··· INPUT MATERIAL

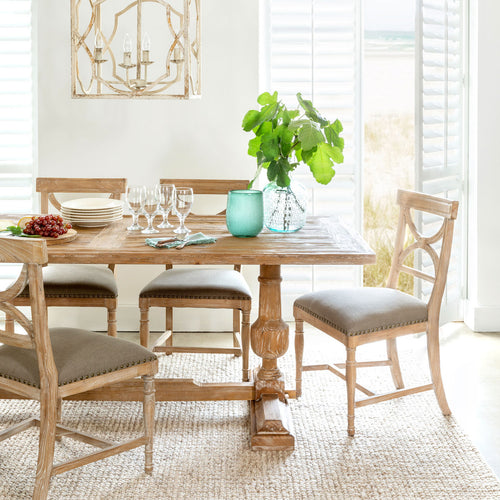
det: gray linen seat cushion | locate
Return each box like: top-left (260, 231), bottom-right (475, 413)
top-left (20, 264), bottom-right (118, 299)
top-left (139, 269), bottom-right (252, 300)
top-left (0, 328), bottom-right (156, 388)
top-left (294, 287), bottom-right (427, 336)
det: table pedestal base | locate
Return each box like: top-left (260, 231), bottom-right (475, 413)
top-left (250, 394), bottom-right (295, 451)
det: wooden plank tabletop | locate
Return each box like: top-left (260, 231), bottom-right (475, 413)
top-left (1, 216), bottom-right (375, 265)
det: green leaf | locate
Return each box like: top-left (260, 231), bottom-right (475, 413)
top-left (307, 143), bottom-right (335, 184)
top-left (297, 92), bottom-right (330, 127)
top-left (241, 109), bottom-right (262, 132)
top-left (255, 122), bottom-right (273, 135)
top-left (276, 124), bottom-right (295, 157)
top-left (261, 134), bottom-right (280, 161)
top-left (299, 123), bottom-right (325, 151)
top-left (321, 144), bottom-right (344, 163)
top-left (248, 136), bottom-right (262, 156)
top-left (259, 102), bottom-right (279, 125)
top-left (324, 124), bottom-right (344, 151)
top-left (257, 92), bottom-right (278, 106)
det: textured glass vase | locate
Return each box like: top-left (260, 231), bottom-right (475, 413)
top-left (263, 180), bottom-right (307, 233)
top-left (226, 189), bottom-right (264, 238)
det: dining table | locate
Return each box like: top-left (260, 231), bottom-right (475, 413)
top-left (0, 215), bottom-right (376, 450)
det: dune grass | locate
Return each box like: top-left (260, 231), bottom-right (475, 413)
top-left (363, 113), bottom-right (415, 294)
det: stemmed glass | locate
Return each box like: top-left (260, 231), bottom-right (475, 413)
top-left (141, 185), bottom-right (160, 234)
top-left (156, 184), bottom-right (179, 229)
top-left (174, 188), bottom-right (193, 234)
top-left (127, 186), bottom-right (145, 231)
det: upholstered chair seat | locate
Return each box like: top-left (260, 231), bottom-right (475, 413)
top-left (139, 269), bottom-right (252, 300)
top-left (294, 288), bottom-right (427, 336)
top-left (293, 189), bottom-right (458, 436)
top-left (0, 328), bottom-right (156, 389)
top-left (19, 264), bottom-right (118, 299)
top-left (139, 179), bottom-right (252, 381)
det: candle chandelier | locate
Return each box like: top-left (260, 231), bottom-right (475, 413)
top-left (71, 0), bottom-right (201, 99)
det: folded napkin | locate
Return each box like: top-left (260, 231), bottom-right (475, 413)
top-left (146, 233), bottom-right (217, 248)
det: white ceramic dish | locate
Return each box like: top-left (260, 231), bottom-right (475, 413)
top-left (61, 198), bottom-right (122, 210)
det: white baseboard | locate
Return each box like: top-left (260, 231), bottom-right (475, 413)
top-left (464, 300), bottom-right (500, 332)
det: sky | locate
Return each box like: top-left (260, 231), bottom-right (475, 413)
top-left (363, 0), bottom-right (416, 31)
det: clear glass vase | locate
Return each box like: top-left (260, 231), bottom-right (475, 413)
top-left (263, 180), bottom-right (307, 233)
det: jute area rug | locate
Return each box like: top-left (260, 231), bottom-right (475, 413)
top-left (0, 335), bottom-right (500, 500)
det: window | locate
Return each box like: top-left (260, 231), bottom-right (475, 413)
top-left (0, 0), bottom-right (34, 213)
top-left (261, 0), bottom-right (466, 319)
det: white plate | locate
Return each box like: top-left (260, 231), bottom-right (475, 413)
top-left (61, 210), bottom-right (123, 219)
top-left (66, 215), bottom-right (123, 224)
top-left (72, 221), bottom-right (119, 227)
top-left (61, 198), bottom-right (122, 210)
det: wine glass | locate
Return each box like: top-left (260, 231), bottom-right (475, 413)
top-left (160, 184), bottom-right (175, 229)
top-left (127, 186), bottom-right (145, 231)
top-left (141, 185), bottom-right (160, 234)
top-left (174, 188), bottom-right (193, 234)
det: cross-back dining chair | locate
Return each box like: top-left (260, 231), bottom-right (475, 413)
top-left (139, 179), bottom-right (252, 380)
top-left (294, 190), bottom-right (458, 436)
top-left (0, 238), bottom-right (158, 499)
top-left (7, 177), bottom-right (127, 337)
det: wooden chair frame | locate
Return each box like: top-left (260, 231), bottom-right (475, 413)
top-left (139, 179), bottom-right (252, 381)
top-left (0, 240), bottom-right (158, 499)
top-left (294, 190), bottom-right (458, 436)
top-left (7, 177), bottom-right (127, 337)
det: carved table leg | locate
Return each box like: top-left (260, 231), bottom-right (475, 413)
top-left (251, 265), bottom-right (295, 450)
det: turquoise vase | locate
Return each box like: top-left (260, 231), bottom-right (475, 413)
top-left (263, 179), bottom-right (307, 233)
top-left (226, 189), bottom-right (264, 238)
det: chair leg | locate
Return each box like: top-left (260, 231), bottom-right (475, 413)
top-left (427, 324), bottom-right (451, 415)
top-left (56, 398), bottom-right (62, 441)
top-left (165, 307), bottom-right (174, 356)
top-left (5, 314), bottom-right (14, 333)
top-left (295, 319), bottom-right (304, 398)
top-left (139, 299), bottom-right (149, 347)
top-left (233, 309), bottom-right (241, 358)
top-left (108, 304), bottom-right (117, 337)
top-left (142, 375), bottom-right (155, 474)
top-left (346, 347), bottom-right (356, 436)
top-left (387, 339), bottom-right (405, 389)
top-left (241, 311), bottom-right (250, 382)
top-left (33, 392), bottom-right (57, 500)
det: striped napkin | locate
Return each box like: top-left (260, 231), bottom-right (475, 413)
top-left (146, 233), bottom-right (217, 248)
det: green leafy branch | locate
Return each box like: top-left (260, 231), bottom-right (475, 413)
top-left (242, 92), bottom-right (344, 188)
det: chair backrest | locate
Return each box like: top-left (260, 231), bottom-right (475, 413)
top-left (0, 238), bottom-right (57, 388)
top-left (36, 177), bottom-right (127, 214)
top-left (160, 179), bottom-right (249, 215)
top-left (387, 189), bottom-right (458, 317)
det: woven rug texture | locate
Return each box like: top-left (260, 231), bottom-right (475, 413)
top-left (0, 335), bottom-right (500, 500)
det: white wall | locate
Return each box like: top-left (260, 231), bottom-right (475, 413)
top-left (38, 0), bottom-right (259, 329)
top-left (466, 0), bottom-right (500, 331)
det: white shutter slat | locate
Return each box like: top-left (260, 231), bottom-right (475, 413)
top-left (416, 0), bottom-right (465, 321)
top-left (0, 0), bottom-right (34, 219)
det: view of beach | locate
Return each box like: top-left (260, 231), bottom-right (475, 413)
top-left (363, 31), bottom-right (415, 293)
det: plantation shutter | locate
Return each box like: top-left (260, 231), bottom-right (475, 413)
top-left (0, 0), bottom-right (34, 213)
top-left (0, 0), bottom-right (34, 289)
top-left (416, 0), bottom-right (466, 321)
top-left (262, 0), bottom-right (362, 319)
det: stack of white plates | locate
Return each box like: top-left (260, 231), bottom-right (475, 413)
top-left (61, 198), bottom-right (123, 227)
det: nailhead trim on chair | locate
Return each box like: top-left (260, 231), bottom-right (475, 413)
top-left (0, 354), bottom-right (156, 389)
top-left (139, 293), bottom-right (251, 300)
top-left (295, 305), bottom-right (427, 337)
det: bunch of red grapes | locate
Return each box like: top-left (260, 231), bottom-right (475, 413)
top-left (23, 215), bottom-right (71, 238)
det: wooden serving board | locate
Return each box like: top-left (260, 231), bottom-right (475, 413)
top-left (37, 229), bottom-right (78, 245)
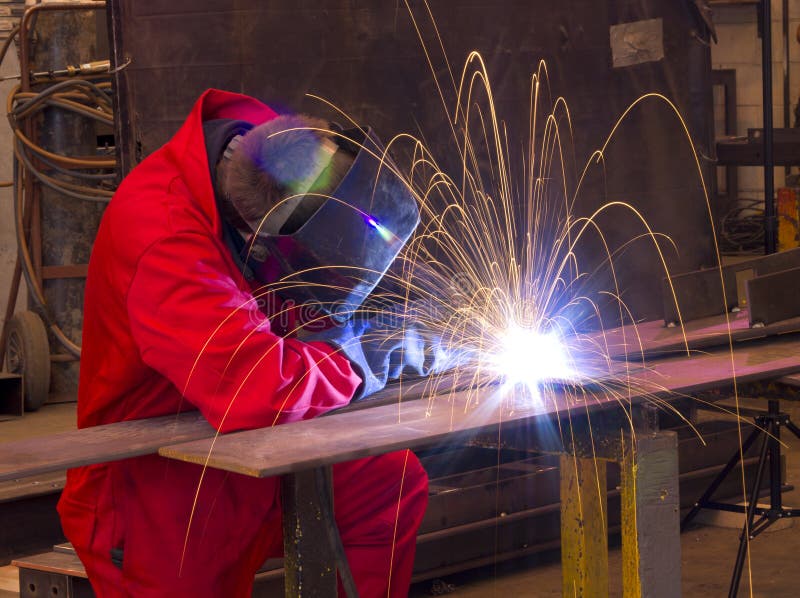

······

◆ **EXERCISE BRIEF**: Reproduce all the rows above, substituting "detect" for every occurrence of "locate" and changing nothing else. Omit the pictures from the output.

◆ **RESPONSE TO THE TASK**:
det: gray linen seat cushion | detect
Return each box like: top-left (260, 231), bottom-right (475, 413)
top-left (20, 264), bottom-right (118, 299)
top-left (139, 269), bottom-right (252, 300)
top-left (0, 328), bottom-right (156, 388)
top-left (294, 287), bottom-right (427, 336)
det: table pedestal base | detect
Return each box like: top-left (260, 231), bottom-right (475, 413)
top-left (250, 394), bottom-right (295, 451)
det: wooden plank tabletop | detect
Return each box like: top-left (260, 231), bottom-right (475, 413)
top-left (1, 216), bottom-right (375, 265)
det: green leaf | detect
Return each box like: top-left (260, 231), bottom-right (475, 413)
top-left (307, 143), bottom-right (335, 184)
top-left (297, 92), bottom-right (330, 127)
top-left (241, 109), bottom-right (262, 132)
top-left (255, 122), bottom-right (273, 135)
top-left (276, 124), bottom-right (295, 157)
top-left (261, 134), bottom-right (280, 161)
top-left (299, 123), bottom-right (325, 151)
top-left (321, 144), bottom-right (344, 163)
top-left (248, 136), bottom-right (262, 156)
top-left (259, 102), bottom-right (279, 125)
top-left (324, 124), bottom-right (344, 151)
top-left (257, 92), bottom-right (278, 106)
det: textured glass vase | detect
Return each box like: top-left (260, 231), bottom-right (475, 413)
top-left (263, 180), bottom-right (307, 233)
top-left (226, 189), bottom-right (264, 238)
det: dining table | detect
Return each box like: top-left (260, 231), bottom-right (475, 413)
top-left (0, 215), bottom-right (376, 450)
det: dune grass | detect
Return each box like: top-left (260, 231), bottom-right (475, 413)
top-left (363, 113), bottom-right (415, 294)
det: stemmed glass | detect
Return each box like: top-left (260, 231), bottom-right (475, 413)
top-left (141, 185), bottom-right (160, 234)
top-left (156, 184), bottom-right (179, 229)
top-left (174, 188), bottom-right (193, 234)
top-left (127, 186), bottom-right (145, 231)
det: upholstered chair seat | detect
Return each box like: top-left (260, 231), bottom-right (475, 413)
top-left (139, 269), bottom-right (252, 300)
top-left (294, 288), bottom-right (427, 336)
top-left (293, 189), bottom-right (458, 436)
top-left (0, 328), bottom-right (156, 389)
top-left (19, 264), bottom-right (118, 299)
top-left (139, 179), bottom-right (252, 381)
det: candle chandelier | detect
Return each box like: top-left (260, 231), bottom-right (475, 413)
top-left (71, 0), bottom-right (201, 99)
det: folded napkin | detect
Return each box like: top-left (260, 231), bottom-right (475, 413)
top-left (146, 233), bottom-right (217, 248)
det: white ceramic dish | detect
Return each box like: top-left (260, 231), bottom-right (475, 413)
top-left (61, 198), bottom-right (122, 210)
det: white baseboard | detect
Return each box like: top-left (260, 231), bottom-right (475, 413)
top-left (464, 300), bottom-right (500, 332)
det: sky | detect
Return each box like: top-left (260, 231), bottom-right (475, 413)
top-left (363, 0), bottom-right (416, 31)
det: clear glass vase | detect
Return each box like: top-left (260, 231), bottom-right (475, 413)
top-left (263, 180), bottom-right (307, 233)
det: jute area rug | detect
Return each box like: top-left (260, 231), bottom-right (475, 413)
top-left (0, 335), bottom-right (500, 500)
det: window | detect
Return each box like: top-left (260, 231), bottom-right (475, 413)
top-left (0, 0), bottom-right (34, 213)
top-left (261, 0), bottom-right (466, 319)
det: white plate | detect
Return each box like: top-left (260, 231), bottom-right (475, 413)
top-left (61, 210), bottom-right (123, 219)
top-left (66, 215), bottom-right (123, 224)
top-left (72, 221), bottom-right (119, 227)
top-left (61, 198), bottom-right (122, 210)
det: wine glass | detect
Return each box like: top-left (260, 231), bottom-right (475, 413)
top-left (160, 184), bottom-right (175, 229)
top-left (127, 186), bottom-right (145, 231)
top-left (141, 185), bottom-right (160, 234)
top-left (174, 188), bottom-right (193, 234)
det: cross-back dining chair | detect
Return each box like: top-left (260, 231), bottom-right (475, 413)
top-left (139, 179), bottom-right (252, 380)
top-left (294, 190), bottom-right (458, 436)
top-left (0, 238), bottom-right (158, 499)
top-left (7, 177), bottom-right (127, 337)
det: wooden chair frame | detect
Return each box like: top-left (260, 231), bottom-right (475, 413)
top-left (139, 179), bottom-right (252, 381)
top-left (0, 240), bottom-right (158, 499)
top-left (294, 190), bottom-right (458, 436)
top-left (7, 177), bottom-right (127, 337)
det: carved table leg | detect
Return each box like: top-left (260, 231), bottom-right (475, 413)
top-left (251, 265), bottom-right (295, 450)
det: turquoise vase | detect
Return each box like: top-left (260, 231), bottom-right (475, 413)
top-left (263, 179), bottom-right (307, 233)
top-left (226, 189), bottom-right (264, 238)
det: chair leg | detect
Return each box like: top-left (260, 231), bottom-right (475, 413)
top-left (427, 324), bottom-right (451, 415)
top-left (56, 398), bottom-right (62, 441)
top-left (165, 307), bottom-right (174, 356)
top-left (5, 314), bottom-right (14, 333)
top-left (295, 319), bottom-right (304, 398)
top-left (139, 299), bottom-right (149, 347)
top-left (233, 309), bottom-right (241, 358)
top-left (108, 304), bottom-right (117, 337)
top-left (142, 375), bottom-right (155, 474)
top-left (346, 347), bottom-right (356, 436)
top-left (387, 339), bottom-right (405, 389)
top-left (241, 311), bottom-right (250, 382)
top-left (33, 392), bottom-right (57, 500)
det: striped napkin | detect
Return each box like: top-left (260, 231), bottom-right (475, 413)
top-left (146, 233), bottom-right (217, 248)
det: green leafy branch | detect
Return each box like: top-left (260, 231), bottom-right (475, 413)
top-left (242, 92), bottom-right (344, 188)
det: chair backrest | detect
Return each box like: top-left (260, 231), bottom-right (475, 413)
top-left (0, 238), bottom-right (57, 388)
top-left (36, 177), bottom-right (127, 214)
top-left (160, 179), bottom-right (249, 215)
top-left (387, 189), bottom-right (458, 317)
det: woven rug texture | detect
Return each box like: top-left (260, 231), bottom-right (475, 413)
top-left (0, 335), bottom-right (500, 500)
det: white wall | detect
Return each box like: top-left (260, 231), bottom-right (475, 413)
top-left (38, 0), bottom-right (259, 329)
top-left (466, 0), bottom-right (500, 331)
det: white shutter slat | detect
Return each box like: top-left (260, 231), bottom-right (475, 413)
top-left (416, 0), bottom-right (465, 321)
top-left (0, 0), bottom-right (34, 219)
det: view of beach | detect
Return each box like: top-left (260, 231), bottom-right (475, 413)
top-left (363, 31), bottom-right (415, 293)
det: plantation shutter | detect
Return each box like: top-left (260, 231), bottom-right (475, 413)
top-left (0, 0), bottom-right (34, 213)
top-left (0, 0), bottom-right (34, 289)
top-left (416, 0), bottom-right (466, 321)
top-left (262, 0), bottom-right (362, 319)
det: stack of white plates | detect
Return each box like: top-left (260, 231), bottom-right (475, 413)
top-left (61, 198), bottom-right (123, 227)
det: nailhead trim on chair | detect
Return each box like: top-left (260, 231), bottom-right (475, 413)
top-left (0, 354), bottom-right (156, 389)
top-left (139, 293), bottom-right (251, 300)
top-left (295, 305), bottom-right (427, 337)
det: bunch of red grapes | detect
Return each box like: top-left (260, 231), bottom-right (475, 413)
top-left (23, 215), bottom-right (71, 238)
det: wooden serving board | detect
Return each box like: top-left (260, 231), bottom-right (475, 413)
top-left (37, 229), bottom-right (78, 245)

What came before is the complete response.